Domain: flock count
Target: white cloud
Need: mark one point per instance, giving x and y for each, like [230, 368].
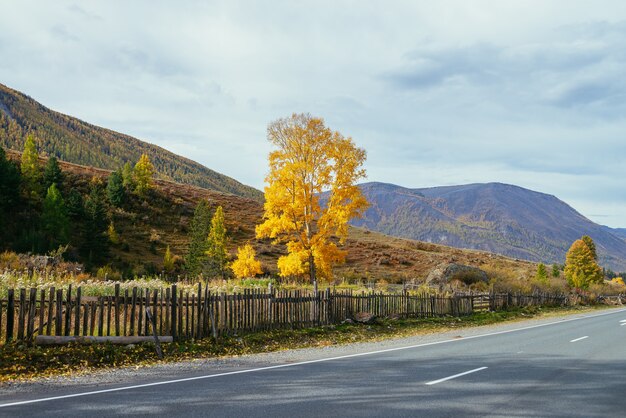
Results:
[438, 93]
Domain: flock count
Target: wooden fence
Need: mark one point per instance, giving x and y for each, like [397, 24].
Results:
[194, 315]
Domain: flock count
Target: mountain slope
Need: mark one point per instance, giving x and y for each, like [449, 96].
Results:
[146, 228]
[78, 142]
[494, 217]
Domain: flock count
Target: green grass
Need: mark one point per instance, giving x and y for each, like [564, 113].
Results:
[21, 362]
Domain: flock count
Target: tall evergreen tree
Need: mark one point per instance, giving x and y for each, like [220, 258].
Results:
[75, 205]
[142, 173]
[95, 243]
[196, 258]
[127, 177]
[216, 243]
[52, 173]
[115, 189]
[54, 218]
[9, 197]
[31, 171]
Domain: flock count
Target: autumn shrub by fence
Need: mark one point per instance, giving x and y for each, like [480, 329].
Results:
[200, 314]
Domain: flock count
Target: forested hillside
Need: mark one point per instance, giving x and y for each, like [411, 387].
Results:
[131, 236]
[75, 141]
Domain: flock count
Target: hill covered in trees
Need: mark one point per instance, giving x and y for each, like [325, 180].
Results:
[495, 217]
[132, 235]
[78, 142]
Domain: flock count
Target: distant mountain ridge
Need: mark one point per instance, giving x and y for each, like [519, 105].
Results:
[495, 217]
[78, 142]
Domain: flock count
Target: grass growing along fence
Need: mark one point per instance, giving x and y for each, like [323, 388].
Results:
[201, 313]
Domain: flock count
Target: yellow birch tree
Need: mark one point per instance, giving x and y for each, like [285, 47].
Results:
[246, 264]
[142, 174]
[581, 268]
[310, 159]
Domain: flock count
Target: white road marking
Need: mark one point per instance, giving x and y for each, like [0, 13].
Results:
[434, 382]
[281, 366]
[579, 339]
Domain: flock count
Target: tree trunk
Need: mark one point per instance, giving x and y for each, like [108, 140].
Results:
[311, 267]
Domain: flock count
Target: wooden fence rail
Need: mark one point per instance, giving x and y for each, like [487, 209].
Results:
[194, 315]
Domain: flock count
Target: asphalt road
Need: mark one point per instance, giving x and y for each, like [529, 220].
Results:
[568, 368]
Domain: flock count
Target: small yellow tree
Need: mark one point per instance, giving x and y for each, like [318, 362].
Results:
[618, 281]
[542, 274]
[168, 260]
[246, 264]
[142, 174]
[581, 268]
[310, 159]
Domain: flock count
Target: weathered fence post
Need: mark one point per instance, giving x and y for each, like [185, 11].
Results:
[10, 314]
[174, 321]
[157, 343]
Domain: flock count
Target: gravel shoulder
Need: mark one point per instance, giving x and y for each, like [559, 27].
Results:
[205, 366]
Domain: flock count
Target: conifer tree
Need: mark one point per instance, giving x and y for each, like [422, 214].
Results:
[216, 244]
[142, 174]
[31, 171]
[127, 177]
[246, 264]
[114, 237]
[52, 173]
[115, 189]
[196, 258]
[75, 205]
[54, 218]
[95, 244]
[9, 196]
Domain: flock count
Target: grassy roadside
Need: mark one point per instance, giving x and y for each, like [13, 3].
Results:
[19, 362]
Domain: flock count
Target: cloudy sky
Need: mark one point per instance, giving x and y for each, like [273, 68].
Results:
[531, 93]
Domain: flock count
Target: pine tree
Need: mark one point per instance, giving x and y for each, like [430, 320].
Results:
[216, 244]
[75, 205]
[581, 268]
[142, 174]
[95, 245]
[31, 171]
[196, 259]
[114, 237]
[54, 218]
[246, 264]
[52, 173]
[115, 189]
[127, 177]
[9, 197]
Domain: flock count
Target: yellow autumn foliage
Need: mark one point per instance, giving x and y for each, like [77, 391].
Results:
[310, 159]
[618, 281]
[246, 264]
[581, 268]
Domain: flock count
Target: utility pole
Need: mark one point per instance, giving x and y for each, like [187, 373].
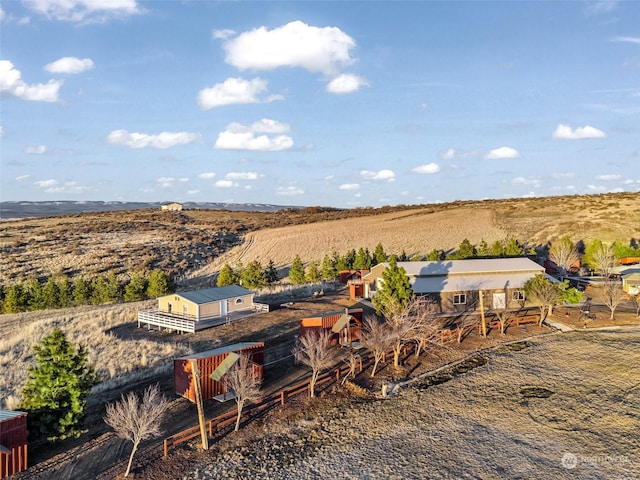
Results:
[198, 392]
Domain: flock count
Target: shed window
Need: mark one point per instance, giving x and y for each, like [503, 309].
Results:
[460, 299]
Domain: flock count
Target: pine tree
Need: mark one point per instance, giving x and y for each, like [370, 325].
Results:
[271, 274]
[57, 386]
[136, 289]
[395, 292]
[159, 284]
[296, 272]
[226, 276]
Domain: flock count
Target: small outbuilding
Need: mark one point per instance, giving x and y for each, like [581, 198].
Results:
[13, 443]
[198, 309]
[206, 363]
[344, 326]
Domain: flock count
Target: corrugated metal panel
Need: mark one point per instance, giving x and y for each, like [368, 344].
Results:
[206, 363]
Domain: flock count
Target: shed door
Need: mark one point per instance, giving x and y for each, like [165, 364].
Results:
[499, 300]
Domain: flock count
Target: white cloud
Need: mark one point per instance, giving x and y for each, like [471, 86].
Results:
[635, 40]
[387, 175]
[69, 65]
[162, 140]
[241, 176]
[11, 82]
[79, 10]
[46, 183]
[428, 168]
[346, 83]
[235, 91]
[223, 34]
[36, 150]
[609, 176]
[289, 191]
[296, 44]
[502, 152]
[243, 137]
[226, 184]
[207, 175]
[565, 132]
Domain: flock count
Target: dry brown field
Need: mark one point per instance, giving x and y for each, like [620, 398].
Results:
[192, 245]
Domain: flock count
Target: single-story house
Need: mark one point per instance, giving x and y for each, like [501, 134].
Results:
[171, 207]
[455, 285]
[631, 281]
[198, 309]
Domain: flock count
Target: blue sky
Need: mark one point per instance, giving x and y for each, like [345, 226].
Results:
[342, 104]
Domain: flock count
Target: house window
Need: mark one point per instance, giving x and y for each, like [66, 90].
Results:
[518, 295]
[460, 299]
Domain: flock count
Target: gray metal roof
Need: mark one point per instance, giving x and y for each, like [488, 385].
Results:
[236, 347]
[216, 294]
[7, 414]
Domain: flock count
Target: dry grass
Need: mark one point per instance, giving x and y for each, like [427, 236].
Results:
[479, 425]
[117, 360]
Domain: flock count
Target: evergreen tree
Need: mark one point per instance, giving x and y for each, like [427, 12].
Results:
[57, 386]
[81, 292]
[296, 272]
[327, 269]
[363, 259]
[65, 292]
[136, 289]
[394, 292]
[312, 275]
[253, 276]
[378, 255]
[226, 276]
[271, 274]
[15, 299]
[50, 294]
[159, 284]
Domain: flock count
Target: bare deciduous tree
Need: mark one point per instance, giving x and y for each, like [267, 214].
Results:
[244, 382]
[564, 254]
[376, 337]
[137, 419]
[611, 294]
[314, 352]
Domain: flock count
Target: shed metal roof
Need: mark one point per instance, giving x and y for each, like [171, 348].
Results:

> GOAL: Reproduce all of the material exactly, apart from the pictures.

> RESULT:
Domain: flock count
Target: white cloud
Need: mark one point per instance, giving x and y for each, like [230, 368].
Results:
[438, 93]
Domain: flock count
Target: wooden fence
Need: mark one point per instance, giving x and y for each, like [397, 24].
Results:
[194, 315]
Domain: flock count
Target: mountain slope
Need: mark one point per instance, giving x and y for each, like [449, 96].
Results:
[146, 228]
[78, 142]
[494, 217]
Domain: flock count
Target: green grass
Need: mark one point per instance, giving x and y for each, like [564, 113].
Results:
[21, 362]
Domain: flock count
Target: tall evergreen tree
Need: mark one point per instance, giving x and y for each, like [220, 258].
Results:
[75, 205]
[142, 173]
[95, 243]
[196, 258]
[127, 177]
[216, 243]
[52, 173]
[115, 189]
[54, 218]
[9, 197]
[31, 171]
Domain: flock count
Target: autumn shrub by fence
Need: mark one point per instance, giving x and y for each, like [480, 329].
Results:
[200, 314]
Domain: flock count
Target: forested hillside
Need: mark one point per instance, giving x and y for each, like [411, 387].
Results:
[131, 236]
[75, 141]
Domain: flock count
Target: hill covered in trees
Need: mark one point per instance, giving x and y for each, like [325, 180].
Results:
[495, 217]
[132, 235]
[78, 142]
Domain: flock count
Target: distant mountain ridge
Need: mark one point per instance, giving x and y for each, like [519, 105].
Results:
[495, 217]
[78, 142]
Domain: flock count
Target: grass growing along fence
Need: mark one point per instance, giving x and y for each, like [323, 388].
Results:
[201, 313]
Domain: flock count
Target: yellow birch tree
Need: mark one point per instance, giving x and y for each, like [285, 47].
Results:
[246, 264]
[142, 174]
[581, 268]
[310, 159]
Domain: flock count
Target: white road marking
Need: mark one point per instance, giving x and y for each, like [0, 13].
Results:
[434, 382]
[281, 366]
[579, 339]
Domain: flock count
Target: tree trunk
Need: mark one point per instance, giving x and y for each, like [108, 140].
Results:
[311, 267]
Domain: flock count
Target: wooden fence rail
Need: mark one point per instance, giving x and y for each, like [487, 209].
Results:
[194, 315]
Domain: flock count
Target: asphalt road
Need: mark one point per instance, giving x and y for each, like [529, 220].
Results:
[568, 368]
Domain: flock count
Target: small yellow tree
Need: mark one point per instance, giving x and y for each, like [318, 362].
Results:
[618, 281]
[542, 274]
[168, 260]
[246, 264]
[142, 174]
[581, 268]
[310, 159]
Domain: flock count
Target: weathered fence post
Need: mark one point per instance, giving x and y for each, like [185, 11].
Results:
[10, 314]
[174, 321]
[157, 343]
Domain: flock count
Target: gravel shoulder
Need: mark one point per instance, giving x and y for each, like [559, 27].
Results:
[205, 366]
Domain: flock count
Target: conifer tree
Need: mark one point per instance, giving x and y for each, like [422, 214].
Results:
[216, 244]
[142, 174]
[31, 171]
[127, 177]
[246, 264]
[114, 237]
[52, 173]
[115, 189]
[196, 258]
[75, 205]
[54, 218]
[95, 244]
[9, 196]
Domain: flock count
Target: grassy roadside
Need: mark one point per instance, giving x and y for each, like [13, 3].
Results:
[19, 362]
Domain: flock count
Target: cloudy sky
Need: mark one point per instance, giving x and y for each, like [273, 68].
Results:
[531, 93]
Domain: flock count
Target: pine tree
Need: mark one point per instance, giving x and y for each, like [430, 320].
Results:
[216, 244]
[75, 205]
[581, 268]
[142, 174]
[95, 245]
[31, 171]
[196, 259]
[114, 237]
[54, 218]
[246, 264]
[52, 173]
[115, 189]
[127, 177]
[9, 197]
Domain: flock count
Target: yellow autumn foliage
Need: mark one point per instance, giving x and y for each, like [77, 391].
Results:
[310, 159]
[618, 281]
[246, 264]
[581, 268]
Domain: flock count
Target: utility pole
Need: mark one point per instance, giving x and y for each, like [187, 373].
Results:
[198, 392]
Domain: flock count
Target: shed window
Need: mark one point per instance, giving x and y for each, like [503, 309].
Results:
[460, 299]
Domain: flock count
Target: pine tree
Need: mark one point per instance, giving x and y for each, like [370, 325].
Results:
[271, 274]
[57, 386]
[136, 289]
[395, 292]
[159, 284]
[296, 272]
[226, 276]
Domain: flock count
Target: small outbuilding
Need: mark one point per instance, giving x and y for each, like [581, 198].
Results:
[13, 443]
[198, 309]
[206, 363]
[344, 326]
Domain: flock count
Target: corrugated metal panel
Need: mark one point per instance, giving x and y for each, like [368, 344].
Results:
[206, 363]
Domain: flock count
Target: shed door
Need: mark one point per instance, giving x and y for each, like [165, 364].
Results:
[499, 300]
Domain: flock count
Target: white cloud
Need: mark one point per instance, giving x and y for each, like [471, 86].
Results:
[635, 40]
[387, 175]
[69, 65]
[162, 140]
[241, 176]
[11, 82]
[79, 10]
[46, 183]
[428, 168]
[346, 83]
[235, 91]
[223, 34]
[36, 150]
[609, 176]
[289, 191]
[296, 44]
[502, 152]
[243, 137]
[226, 184]
[207, 175]
[565, 132]
Domain: flock count
Target: dry brown field
Need: mark one point per instance, giving x and y for each, like [620, 398].
Results:
[192, 245]
Domain: flock count
Target: single-story house
Need: mark one point per instance, giving x and y for each, like [501, 134].
Results:
[171, 207]
[455, 285]
[631, 281]
[198, 309]
Domain: flock count
Target: blue sky
Need: mark one point per instance, giving x and y for each, like [345, 226].
Results:
[342, 104]
Domain: flock count
Target: house window
Need: mark one point per instance, giving x and y for each, like [66, 90].
Results:
[518, 295]
[460, 299]
Domain: flock count
Target: gray metal roof
Need: mark one point per instance, giving x and y for each, like [488, 385].
Results:
[236, 347]
[216, 294]
[7, 414]
Domain: flock count
Target: dry grass
Need: mark one point per instance, giving x and y for each, like [427, 236].
Results:
[479, 425]
[117, 360]
Domain: flock count
Target: evergreen tree
Need: mark one point per instance, giving x and y for each, like [427, 12].
Results:
[57, 386]
[81, 292]
[296, 272]
[327, 269]
[363, 259]
[65, 292]
[136, 289]
[394, 292]
[312, 275]
[253, 276]
[378, 255]
[226, 276]
[271, 274]
[15, 299]
[50, 294]
[159, 284]
Domain: flock count
Target: bare deciduous tree
Need: mark one point per instance, giving x and y for each, like [267, 214].
Results:
[244, 382]
[564, 254]
[376, 337]
[137, 419]
[611, 294]
[314, 352]
Domain: flock count
Target: shed metal roof
Need: mark one point per instance, giving x and y for each, like [171, 348].
Results:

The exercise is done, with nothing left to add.